The entries below should be output exactly as written.

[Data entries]
________

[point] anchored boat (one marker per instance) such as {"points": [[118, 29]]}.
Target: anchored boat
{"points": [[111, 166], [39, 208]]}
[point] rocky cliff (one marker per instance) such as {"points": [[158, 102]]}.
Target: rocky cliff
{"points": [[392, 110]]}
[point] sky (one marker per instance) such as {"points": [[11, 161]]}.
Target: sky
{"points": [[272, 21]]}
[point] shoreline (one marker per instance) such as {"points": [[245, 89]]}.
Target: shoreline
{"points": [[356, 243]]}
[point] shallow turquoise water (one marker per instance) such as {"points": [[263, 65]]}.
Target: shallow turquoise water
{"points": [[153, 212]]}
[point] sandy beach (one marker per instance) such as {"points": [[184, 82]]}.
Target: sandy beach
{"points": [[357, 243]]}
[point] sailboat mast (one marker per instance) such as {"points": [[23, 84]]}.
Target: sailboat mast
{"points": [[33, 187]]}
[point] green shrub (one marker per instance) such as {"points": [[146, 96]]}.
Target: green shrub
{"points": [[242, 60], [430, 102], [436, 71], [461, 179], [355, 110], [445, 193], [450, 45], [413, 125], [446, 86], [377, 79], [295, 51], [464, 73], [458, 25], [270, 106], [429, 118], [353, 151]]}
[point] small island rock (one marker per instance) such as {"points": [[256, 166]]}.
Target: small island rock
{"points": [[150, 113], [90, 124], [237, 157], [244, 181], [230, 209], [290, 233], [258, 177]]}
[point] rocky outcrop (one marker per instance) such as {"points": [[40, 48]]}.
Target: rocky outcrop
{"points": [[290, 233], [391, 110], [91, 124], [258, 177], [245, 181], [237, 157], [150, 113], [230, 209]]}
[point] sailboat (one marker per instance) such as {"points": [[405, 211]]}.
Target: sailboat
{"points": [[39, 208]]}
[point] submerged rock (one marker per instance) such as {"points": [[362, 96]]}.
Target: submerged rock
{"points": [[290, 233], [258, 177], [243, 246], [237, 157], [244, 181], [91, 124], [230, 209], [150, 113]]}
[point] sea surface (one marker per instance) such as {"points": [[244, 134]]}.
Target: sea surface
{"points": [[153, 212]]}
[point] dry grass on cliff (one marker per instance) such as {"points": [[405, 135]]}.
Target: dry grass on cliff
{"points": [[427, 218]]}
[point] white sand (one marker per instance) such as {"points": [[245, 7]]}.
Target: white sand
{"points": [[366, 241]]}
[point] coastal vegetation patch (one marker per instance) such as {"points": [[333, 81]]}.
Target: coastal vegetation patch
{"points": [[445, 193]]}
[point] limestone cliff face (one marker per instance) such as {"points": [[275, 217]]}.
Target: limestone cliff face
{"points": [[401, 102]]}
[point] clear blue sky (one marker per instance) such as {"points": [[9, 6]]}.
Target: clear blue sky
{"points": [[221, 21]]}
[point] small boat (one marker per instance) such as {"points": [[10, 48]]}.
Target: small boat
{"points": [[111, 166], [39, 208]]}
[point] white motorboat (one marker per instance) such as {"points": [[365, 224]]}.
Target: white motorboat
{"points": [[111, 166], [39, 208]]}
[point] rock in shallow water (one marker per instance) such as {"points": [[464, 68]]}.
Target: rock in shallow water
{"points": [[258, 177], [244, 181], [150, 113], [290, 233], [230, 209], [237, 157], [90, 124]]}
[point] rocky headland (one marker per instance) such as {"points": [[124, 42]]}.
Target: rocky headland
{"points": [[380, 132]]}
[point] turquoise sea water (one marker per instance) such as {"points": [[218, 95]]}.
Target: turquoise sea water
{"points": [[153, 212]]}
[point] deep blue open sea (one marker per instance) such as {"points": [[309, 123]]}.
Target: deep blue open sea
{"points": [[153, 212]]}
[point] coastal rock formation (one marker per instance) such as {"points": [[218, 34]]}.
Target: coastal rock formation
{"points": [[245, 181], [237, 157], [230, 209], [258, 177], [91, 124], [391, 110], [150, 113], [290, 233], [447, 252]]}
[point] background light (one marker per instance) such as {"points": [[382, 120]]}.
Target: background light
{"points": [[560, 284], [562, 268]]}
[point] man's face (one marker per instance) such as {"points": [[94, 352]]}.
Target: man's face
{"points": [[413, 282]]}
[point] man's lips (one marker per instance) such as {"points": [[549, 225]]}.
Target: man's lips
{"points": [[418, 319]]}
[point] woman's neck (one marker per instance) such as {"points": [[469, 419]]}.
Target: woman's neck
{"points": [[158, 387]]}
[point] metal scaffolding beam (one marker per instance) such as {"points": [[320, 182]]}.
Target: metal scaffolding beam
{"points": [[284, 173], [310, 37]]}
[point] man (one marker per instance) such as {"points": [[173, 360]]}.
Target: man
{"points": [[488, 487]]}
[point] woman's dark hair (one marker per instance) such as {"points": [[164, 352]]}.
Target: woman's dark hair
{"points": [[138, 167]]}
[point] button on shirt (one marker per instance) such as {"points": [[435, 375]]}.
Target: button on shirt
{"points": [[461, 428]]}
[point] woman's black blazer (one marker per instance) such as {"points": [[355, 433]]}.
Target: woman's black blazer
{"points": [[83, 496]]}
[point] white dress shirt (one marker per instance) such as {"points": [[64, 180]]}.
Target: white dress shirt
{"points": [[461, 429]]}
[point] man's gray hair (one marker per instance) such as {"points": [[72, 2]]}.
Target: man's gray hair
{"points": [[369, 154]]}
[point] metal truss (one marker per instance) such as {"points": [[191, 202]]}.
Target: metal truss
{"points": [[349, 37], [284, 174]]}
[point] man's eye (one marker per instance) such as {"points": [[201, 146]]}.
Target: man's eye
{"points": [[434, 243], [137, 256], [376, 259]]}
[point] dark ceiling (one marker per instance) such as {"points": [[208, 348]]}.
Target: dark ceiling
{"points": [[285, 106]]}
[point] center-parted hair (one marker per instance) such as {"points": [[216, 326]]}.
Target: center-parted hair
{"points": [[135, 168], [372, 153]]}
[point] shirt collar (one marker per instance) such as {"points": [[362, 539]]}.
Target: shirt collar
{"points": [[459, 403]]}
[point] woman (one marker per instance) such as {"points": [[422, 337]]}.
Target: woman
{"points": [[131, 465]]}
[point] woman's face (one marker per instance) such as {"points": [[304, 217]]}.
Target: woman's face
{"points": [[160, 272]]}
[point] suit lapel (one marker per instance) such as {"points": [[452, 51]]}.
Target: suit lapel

________

ANSWER FOR THE TASK —
[point] anchored boat (one marker per instance) such as {"points": [[118, 29]]}.
Target: anchored boat
{"points": [[111, 166], [39, 208]]}
[point] rocky cliff (one marker per instance) such as {"points": [[158, 102]]}.
Target: rocky cliff
{"points": [[392, 110]]}
[point] sky (one marker per instance) such as {"points": [[11, 161]]}.
Target: sky
{"points": [[272, 21]]}
[point] shoreline (one marker per instance) such as {"points": [[245, 89]]}.
Target: shoreline
{"points": [[356, 243]]}
[point] shallow turquoise water (one marker per instance) such as {"points": [[263, 65]]}.
Target: shallow turquoise water
{"points": [[153, 212]]}
[point] sandy beach (one marker per instance) such as {"points": [[184, 82]]}.
Target: sandy beach
{"points": [[357, 243]]}
[point] sailboat mast (one marker per instance) such as {"points": [[23, 84]]}.
Target: sailboat mast
{"points": [[33, 187]]}
[point] green shrub (one marker per instance) such as {"points": [[146, 96]]}.
Target: green shrub
{"points": [[242, 60], [430, 102], [436, 71], [461, 179], [355, 110], [445, 193], [450, 45], [413, 125], [446, 86], [377, 79], [295, 51], [464, 73], [458, 25], [270, 106], [429, 118], [353, 151]]}
[point] small island rock (one marker per instance) such as {"points": [[256, 166]]}.
Target: small island rock
{"points": [[150, 113], [90, 124], [237, 157], [244, 181], [230, 209], [290, 233], [258, 177]]}
[point] rocky outcrop (one marker per instance) such as {"points": [[40, 48]]}.
Target: rocky outcrop
{"points": [[290, 233], [391, 110], [91, 124], [258, 177], [245, 181], [237, 157], [150, 113], [230, 209]]}
[point] sailboat (one marker per instance) such as {"points": [[405, 211]]}.
Target: sailboat
{"points": [[39, 208]]}
[point] submerged rock (one marker per instance) such as {"points": [[362, 96]]}.
Target: submerged rock
{"points": [[290, 233], [258, 177], [243, 246], [237, 157], [244, 181], [91, 124], [230, 209], [150, 113]]}
[point] sea surface (one marker per instance) such as {"points": [[244, 134]]}.
Target: sea surface
{"points": [[153, 212]]}
[point] dry grass on cliff (one marker per instance) such as {"points": [[405, 135]]}.
Target: dry grass on cliff
{"points": [[427, 218]]}
[point] white sand (one marker per instance) such as {"points": [[245, 7]]}.
Target: white sand
{"points": [[366, 241]]}
[point] coastal vegetation patch (one marker per instance) such as {"points": [[333, 81]]}.
Target: coastal vegetation patch
{"points": [[445, 193]]}
[point] limestone cliff face (one marker per instance) such as {"points": [[275, 217]]}.
Target: limestone cliff face
{"points": [[401, 102]]}
[point] clear blue sky (one marker per instance) such as {"points": [[9, 6]]}.
Target: clear blue sky
{"points": [[221, 21]]}
[point] small boat (one marker per instance) such as {"points": [[10, 48]]}.
Target: small boat
{"points": [[111, 166], [39, 208]]}
[point] white motorboat (one marker per instance) such as {"points": [[365, 224]]}.
Target: white motorboat
{"points": [[111, 166], [39, 208]]}
[point] rock in shallow water (one marker per instance) such as {"points": [[464, 68]]}.
Target: rock in shallow water
{"points": [[258, 177], [244, 181], [150, 113], [290, 233], [230, 209], [237, 157], [90, 124]]}
[point] rocky headland (one marker per instance) such as {"points": [[124, 42]]}.
Target: rocky headland
{"points": [[380, 132]]}
[point] turquoise sea water (one marker per instance) such as {"points": [[218, 95]]}.
Target: turquoise sea water
{"points": [[153, 212]]}
[point] deep blue open sea (one marker per instance) such as {"points": [[309, 123]]}.
Target: deep blue open sea
{"points": [[153, 212]]}
[point] coastal rock formation (one marker per instance) such as {"points": [[218, 34]]}.
Target: coastal rock formation
{"points": [[245, 181], [237, 157], [230, 209], [258, 177], [91, 124], [391, 110], [150, 113], [290, 233], [447, 252]]}
[point] background light (one marker per instance) such as {"points": [[382, 120]]}.
Target: background light
{"points": [[560, 284], [562, 268]]}
[point] man's face (one marker per instance) such as {"points": [[94, 352]]}.
Target: man's face
{"points": [[413, 282]]}
[point] man's lips (one marker per instance) such as {"points": [[549, 225]]}.
Target: man's lips
{"points": [[418, 319]]}
[point] woman's neck (one marker per instance) such as {"points": [[469, 419]]}.
Target: woman's neck
{"points": [[158, 387]]}
[point] metal scaffolding beam (one marker per instance) such as {"points": [[320, 182]]}.
Target: metal scaffolding beam
{"points": [[284, 173], [310, 37]]}
[point] man (one marker per instance) such as {"points": [[173, 360]]}.
Target: man
{"points": [[488, 487]]}
[point] woman's dark hair (one marker per instance) such as {"points": [[164, 352]]}.
Target: woman's dark hair
{"points": [[138, 167]]}
[point] button on shirt (one marker per instance) such as {"points": [[435, 375]]}.
Target: button on shirt
{"points": [[461, 428]]}
[point] woman's black blazer (one marker per instance) such as {"points": [[355, 433]]}.
Target: woman's black blazer
{"points": [[83, 496]]}
[point] white dress shirt (one marker per instance) such as {"points": [[64, 180]]}.
Target: white dress shirt
{"points": [[461, 429]]}
[point] man's gray hair (one marker per instance) such as {"points": [[72, 2]]}.
Target: man's gray hair
{"points": [[369, 154]]}
[point] metal truss (one marker per instance) such as {"points": [[191, 202]]}.
Target: metal truss
{"points": [[349, 37], [284, 174]]}
[point] man's eye (one marker per instance) such as {"points": [[201, 146]]}.
Target: man's eye
{"points": [[434, 243], [137, 256], [376, 259]]}
[point] dark ceiling (one marker per instance) such as {"points": [[208, 348]]}.
Target: dark ceiling
{"points": [[285, 106]]}
[point] center-parted hair (one marker per instance) such as {"points": [[216, 326]]}.
Target: center-parted hair
{"points": [[135, 168], [372, 153]]}
[point] shirt collar (one marker per instance) such as {"points": [[362, 539]]}.
Target: shirt collar
{"points": [[459, 403]]}
[point] woman (one marker per instance) such as {"points": [[422, 337]]}.
Target: woman
{"points": [[131, 465]]}
[point] woman's face (one marker per instance) such as {"points": [[304, 217]]}.
Target: woman's face
{"points": [[160, 272]]}
[point] suit lapel (one marker per instance) such as {"points": [[452, 51]]}.
Target: suit lapel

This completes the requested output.